Une volte-face judiciaire met temporairement fin à une nouvelle campagne d’intimidation à l’encontre des médias

Reporters sans frontières salue la victoire des médias indépendants et des organisations de défense des journalistes contre un jugement du tribunal de Medeu (Almaty), qui instaurait de facto une véritable censure dans tout le pays. "Une campagne d'intimidation a pris fin. Mais elle a causé des dommages importants, tant sur le plan financier pour les titres saisis, que sur le plan de la peur qui s'étend désormais à tous les médias. Les pertes des journaux saisis devront être compensées. Et la plus grande vigilance est de mise face aux manœuvres du pouvoir autocratique du président Nazarbayev, qui va certainement revenir à des attaques plus ciblées", a déclaré l'organisation.

Le 9 février, le tribunal de Medeu est revenu sur sa propre injonction, prononcée huit jours plus tôt et qui interdisait à tous les médias de publier des informations susceptibles de "porter atteinte à l'honneur et à la réputation" de l'influent gendre du président de la République, l'homme d'affaires Timour Koulibaev. Ce premier jugement faisait suite à la plainte déposée par l'homme d'affaires contre quatre titres indépendants, Respublika, Moya Respublika, Vzglyad et Kursiv, après qu'ils avaient publié une lettre ouverte de l'opposant en exil Muhtar Ablyazov, accusant M. Koulibaev de corruption. Le tribunal avait en outre ordonné la saisie immédiate des quatre titres. Pour Reporters sans frontières, "les journaux incriminés n'avaient pourtant fait que leur devoir en mentionnant, sans les reprendre à leur compte, les graves accusations portées contre un personnage public de premier plan".

La lettre ouverte de Muhtar Ablyazov accusait Timour Koulibaev de détournements de fonds dans la cession de parts d'une entreprise publique kazakhe à la Compagnie pétrolière nationale chinoise. L'affaire n'a pas encore été instruite sur le fond, et le parquet général affirme pour l'instant ne pas avoir reçu les documents envoyés par M. Ablyazov.

## Extrait de données
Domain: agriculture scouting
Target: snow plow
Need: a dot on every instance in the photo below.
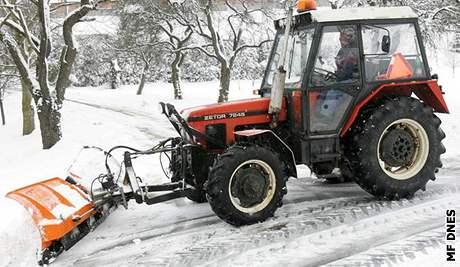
(346, 92)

## Consignes
1. Citez tous les titres de presse indépendants visés par la plainte selon l'extrait sur la volte-face judiciaire.
2. Recopiez le passage de l'extrait sur la volte-face judiciaire qui va de « La lettre ouverte » à « par M. Ablyazov. ».
Les lignes n'ont aucun rapport avec l'extrait.

## Résultats attendus
1. Respublika, Moya Respublika, Vzglyad, Kursiv

2.
La lettre ouverte de Muhtar Ablyazov accusait Timour Koulibaev de détournements de fonds dans la cession de parts d'une entreprise publique kazakhe à la Compagnie pétrolière nationale chinoise. L'affaire n'a pas encore été instruite sur le fond, et le parquet général affirme pour l'instant ne pas avoir reçu les documents envoyés par M. Ablyazov.